◆ **PASSAGE TO READ**
****

Another erudite, entertaining article from Dorian Lynskey. I feel I’m being nudged ever closer to actually reading Vonnegut.

Jeff Cunningham
Jeff Cunningham
1 year ago
Reply to  J Bryant

I liked Cat’s Cradle. Did not like Rosewater at all.

Richard Parker
Richard Parker
1 year ago

I can second that. “Player Piano” still has some great moments for me and I still reread “Slaughterhouse Five” every now and then. “Galápagos”, too.

Simon James
Simon James
1 year ago
Reply to  J Bryant

I started from scratch with Harrison Bergeron, possibly recommended by someone here on Unherd. Good call.

polidori redux
polidori redux
1 year ago
Reply to  J Bryant

I have only read Slaughterhouse Five. I was young and easily impressed, but might take another look.

Ian Stewart
Ian Stewart
1 year ago
Reply to  J Bryant

Ditto. The link to Rushdie’s article is worth reading too. Though like this writer, Rushdie says:“So it goes” is not a way of accepting life but, rather, of facing death.”
And I find it rather ironic that such erudite writers don’t realise that accepting life is a means of facing death, certainly for me.

****

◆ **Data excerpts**
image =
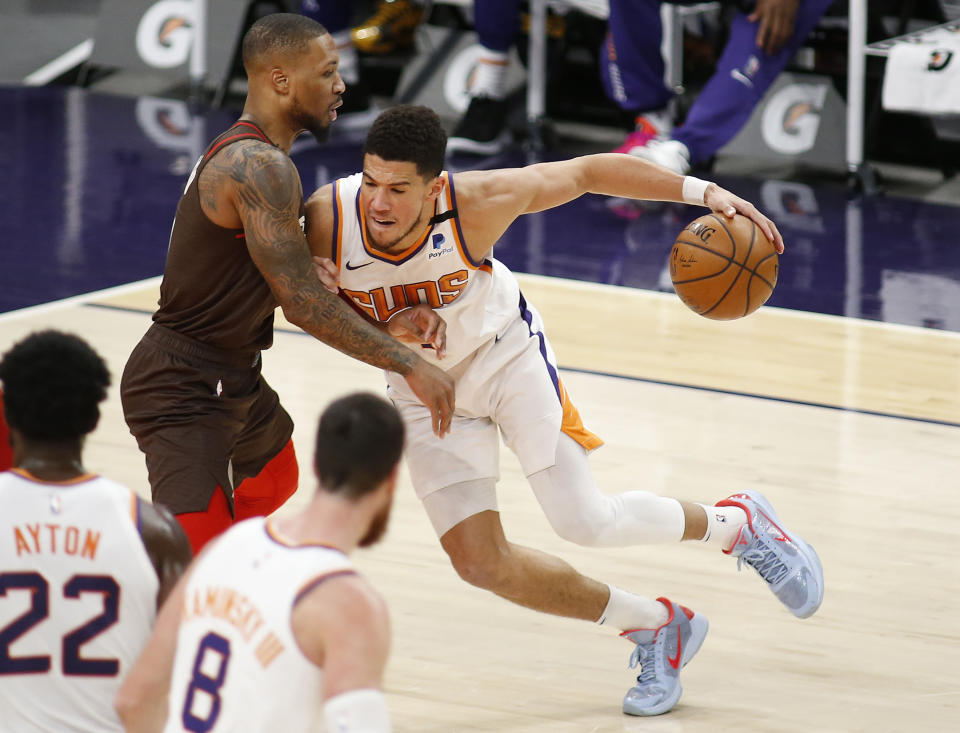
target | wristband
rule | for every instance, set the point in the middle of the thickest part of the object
(357, 711)
(694, 191)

****

◆ **DIRECTIONS**
a: Using the Vonnegut comments, decide whether each statement below agrees with the text, answering yes or no and quoting the deciding words: (i) Jeff Cunningham disliked Rosewater; (ii) polidori redux has read several Vonnegut novels; (iii) Richard Parker still rereads "Slaughterhouse Five" from time to time.
b: Reproduce word for word everything in the Vonnegut comments from "I started from" down to "take another look.".
c: List every title of a work that the Vonnegut comments name, giving each title once.

◆ **RESPONSE LIST**
a:
(i) Yes: "Did not like Rosewater at all."
(ii) No: "I have only read Slaughterhouse Five."
(iii) Yes: "I still reread “Slaughterhouse Five” every now and then."

b:
I started from scratch with Harrison Bergeron, possibly recommended by someone here on Unherd. Good call.

polidori redux
polidori redux
1 year ago
Reply to  J Bryant

I have only read Slaughterhouse Five. I was young and easily impressed, but might take another look.

c:
Cat’s Cradle
Rosewater
Player Piano
Slaughterhouse Five
Galápagos
Harrison Bergeron